### PROBLEM TO SOLVE
Only the lines of the data below from the one with "Target: blurred foliage background" through the one with "Target: green ivy leaf" are wanted. Repeat them exactly.

### SUPPLIED MATERIAL
********************

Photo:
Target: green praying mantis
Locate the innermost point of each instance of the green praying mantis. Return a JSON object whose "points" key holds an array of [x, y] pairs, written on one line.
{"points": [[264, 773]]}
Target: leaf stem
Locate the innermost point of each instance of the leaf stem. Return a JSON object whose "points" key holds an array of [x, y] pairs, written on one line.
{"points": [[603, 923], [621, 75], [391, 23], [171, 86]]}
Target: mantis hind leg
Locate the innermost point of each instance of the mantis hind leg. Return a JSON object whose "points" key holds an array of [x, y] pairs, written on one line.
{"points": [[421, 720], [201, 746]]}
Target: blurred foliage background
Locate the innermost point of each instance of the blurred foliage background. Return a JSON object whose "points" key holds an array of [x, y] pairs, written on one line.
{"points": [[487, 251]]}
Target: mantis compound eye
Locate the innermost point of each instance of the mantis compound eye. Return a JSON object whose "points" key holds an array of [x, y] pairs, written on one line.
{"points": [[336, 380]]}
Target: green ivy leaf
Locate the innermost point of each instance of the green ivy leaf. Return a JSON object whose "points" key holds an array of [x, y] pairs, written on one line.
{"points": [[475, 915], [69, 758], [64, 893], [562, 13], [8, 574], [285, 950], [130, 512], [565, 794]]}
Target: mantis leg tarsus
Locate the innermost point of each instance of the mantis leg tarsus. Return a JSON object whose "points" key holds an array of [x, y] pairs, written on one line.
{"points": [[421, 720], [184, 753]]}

********************

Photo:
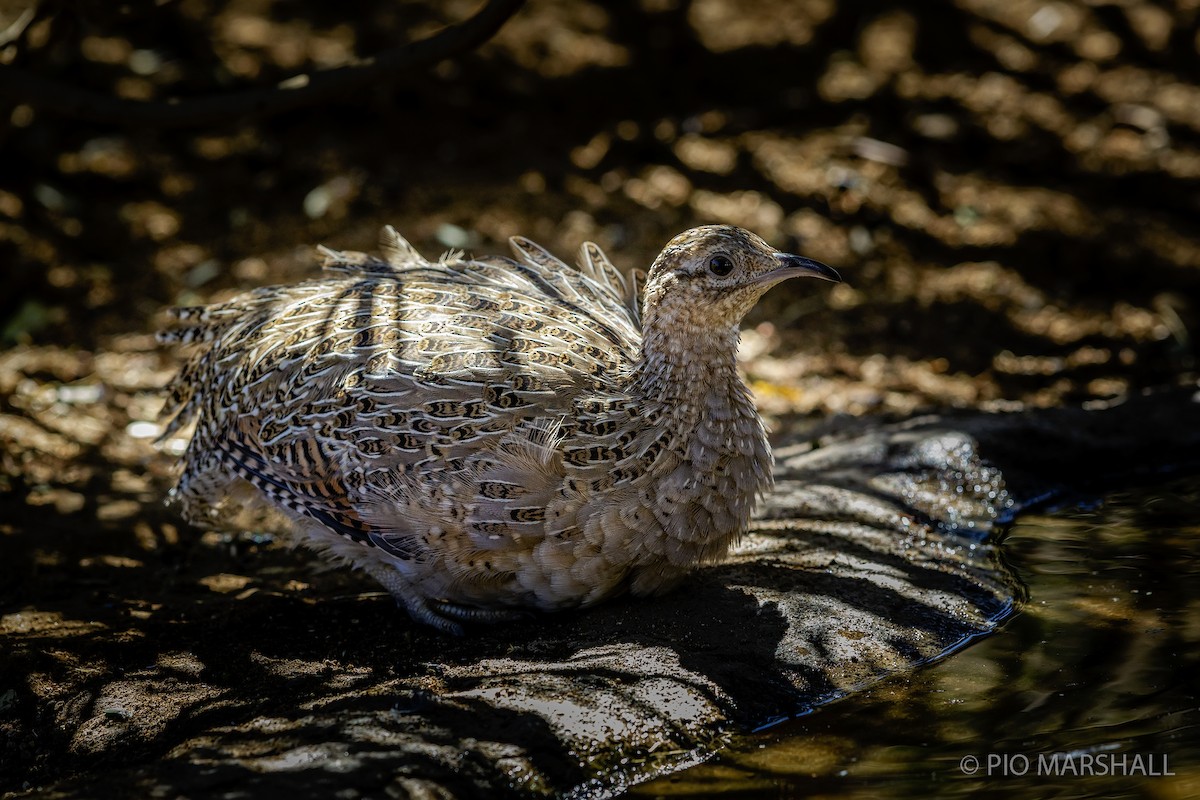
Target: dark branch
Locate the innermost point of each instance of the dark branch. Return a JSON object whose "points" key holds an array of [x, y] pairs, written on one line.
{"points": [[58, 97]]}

********************

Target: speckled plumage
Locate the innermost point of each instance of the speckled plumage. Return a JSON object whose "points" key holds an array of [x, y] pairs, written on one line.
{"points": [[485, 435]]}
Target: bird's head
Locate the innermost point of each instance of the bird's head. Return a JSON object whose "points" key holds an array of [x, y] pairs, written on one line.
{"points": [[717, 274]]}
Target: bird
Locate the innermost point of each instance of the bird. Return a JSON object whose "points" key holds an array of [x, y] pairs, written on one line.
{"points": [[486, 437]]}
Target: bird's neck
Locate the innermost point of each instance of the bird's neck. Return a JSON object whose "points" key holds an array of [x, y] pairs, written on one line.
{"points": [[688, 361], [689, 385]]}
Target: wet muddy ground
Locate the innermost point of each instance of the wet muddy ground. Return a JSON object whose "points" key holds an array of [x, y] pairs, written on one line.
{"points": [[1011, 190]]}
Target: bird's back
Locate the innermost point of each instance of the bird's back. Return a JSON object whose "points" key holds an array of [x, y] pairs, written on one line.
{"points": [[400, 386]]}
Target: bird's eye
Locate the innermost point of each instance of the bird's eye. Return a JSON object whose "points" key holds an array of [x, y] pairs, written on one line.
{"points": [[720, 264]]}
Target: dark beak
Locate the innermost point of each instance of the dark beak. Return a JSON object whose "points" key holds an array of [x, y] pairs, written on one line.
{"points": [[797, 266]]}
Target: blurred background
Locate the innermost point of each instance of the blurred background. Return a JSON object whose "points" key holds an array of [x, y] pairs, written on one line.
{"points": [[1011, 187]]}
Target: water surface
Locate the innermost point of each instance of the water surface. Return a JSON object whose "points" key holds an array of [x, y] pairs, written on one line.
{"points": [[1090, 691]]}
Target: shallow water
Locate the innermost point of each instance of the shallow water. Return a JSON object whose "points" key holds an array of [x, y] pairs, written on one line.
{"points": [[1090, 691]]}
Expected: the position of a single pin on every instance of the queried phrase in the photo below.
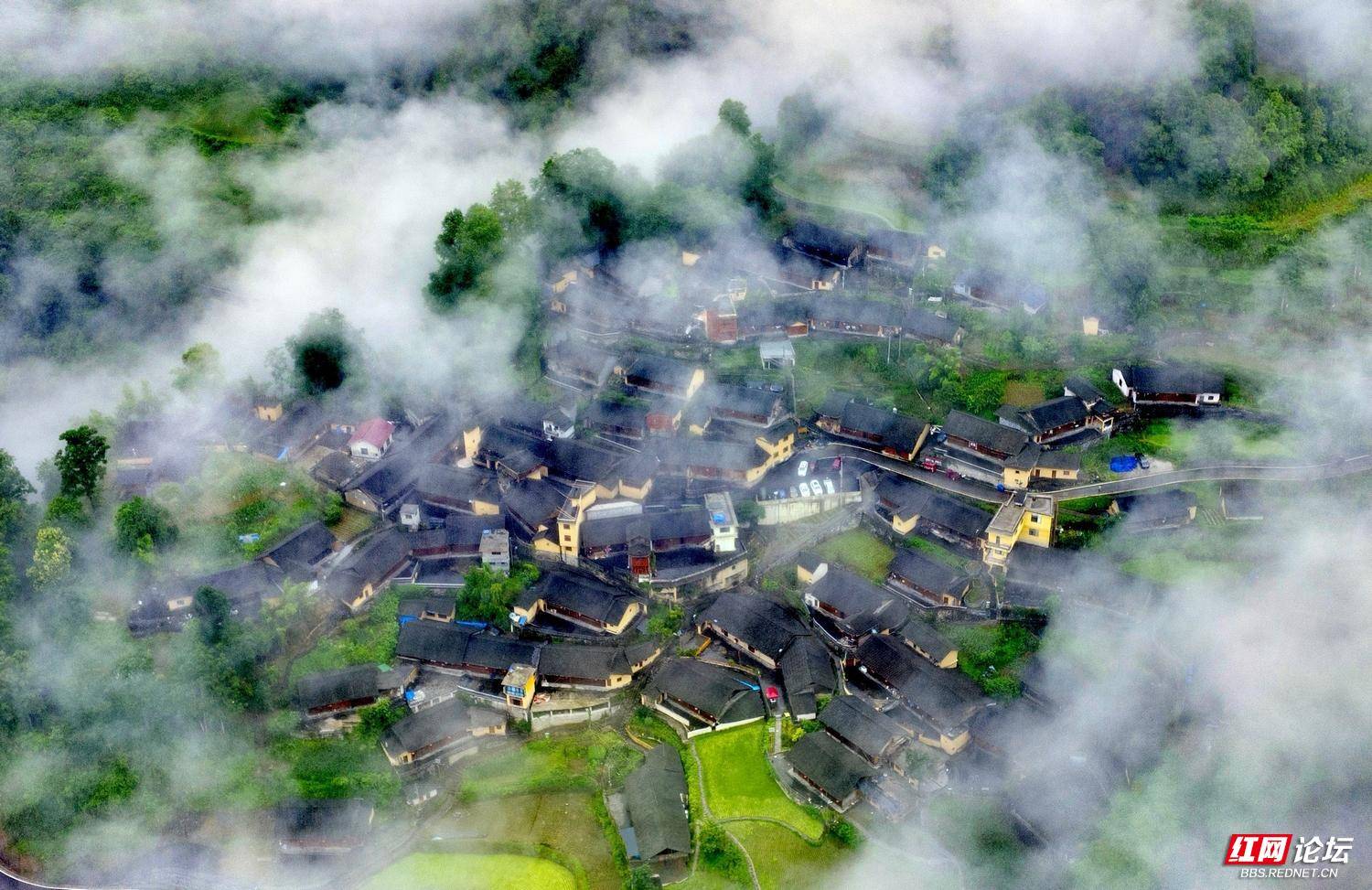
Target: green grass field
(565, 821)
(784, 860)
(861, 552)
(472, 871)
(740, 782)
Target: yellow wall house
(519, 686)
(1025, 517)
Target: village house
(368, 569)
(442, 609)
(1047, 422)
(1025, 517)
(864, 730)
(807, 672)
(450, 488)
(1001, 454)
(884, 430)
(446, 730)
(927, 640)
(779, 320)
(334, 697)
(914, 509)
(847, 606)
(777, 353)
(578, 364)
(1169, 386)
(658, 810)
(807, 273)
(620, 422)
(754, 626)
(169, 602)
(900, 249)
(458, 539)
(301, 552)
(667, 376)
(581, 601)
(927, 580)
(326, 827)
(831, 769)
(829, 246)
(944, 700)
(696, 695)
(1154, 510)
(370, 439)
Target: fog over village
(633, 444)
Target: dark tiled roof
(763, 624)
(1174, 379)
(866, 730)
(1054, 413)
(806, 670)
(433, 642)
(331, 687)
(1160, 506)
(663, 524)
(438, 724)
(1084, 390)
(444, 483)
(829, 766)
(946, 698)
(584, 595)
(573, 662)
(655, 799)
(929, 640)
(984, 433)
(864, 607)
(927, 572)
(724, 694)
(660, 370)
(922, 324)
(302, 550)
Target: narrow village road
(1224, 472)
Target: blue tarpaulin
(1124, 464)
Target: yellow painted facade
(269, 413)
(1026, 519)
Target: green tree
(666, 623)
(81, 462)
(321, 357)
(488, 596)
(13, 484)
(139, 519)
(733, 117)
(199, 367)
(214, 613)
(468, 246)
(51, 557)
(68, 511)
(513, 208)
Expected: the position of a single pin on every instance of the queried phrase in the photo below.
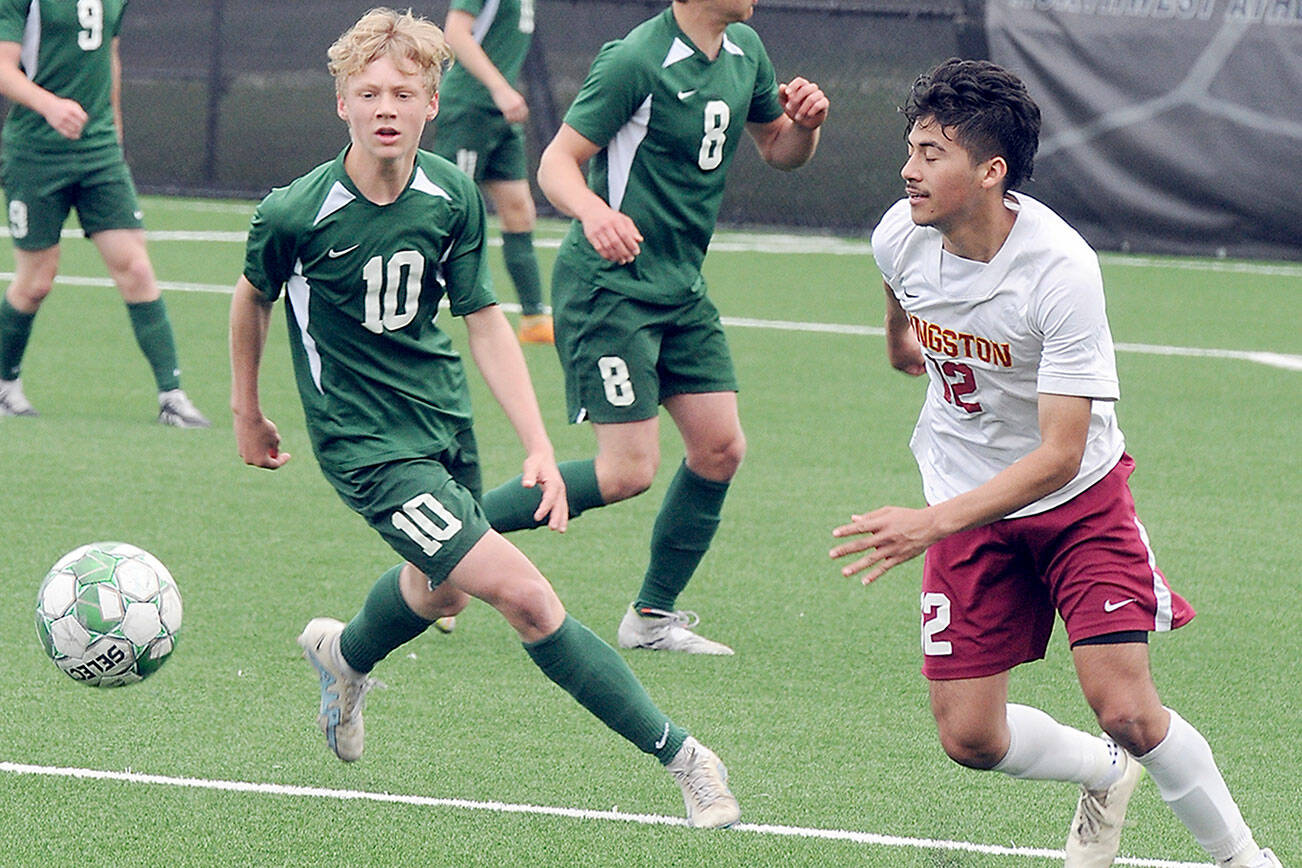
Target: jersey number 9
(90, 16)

********************

### RESPONSE TO THE EXERCISE
Target: blurred foliage background
Locate the innermost point of each instance of the blurred foliage background. Return a JSON object whose "points" key holds an array of [x, y] pairs, written on one line.
{"points": [[487, 251]]}
Target: mantis compound eye
Locate the innermost point of each instance of the mantis compound eye. Return a JSON object whose "points" key holds an array of [x, y] pairs, written on one line.
{"points": [[336, 380]]}
Target: green ivy leaf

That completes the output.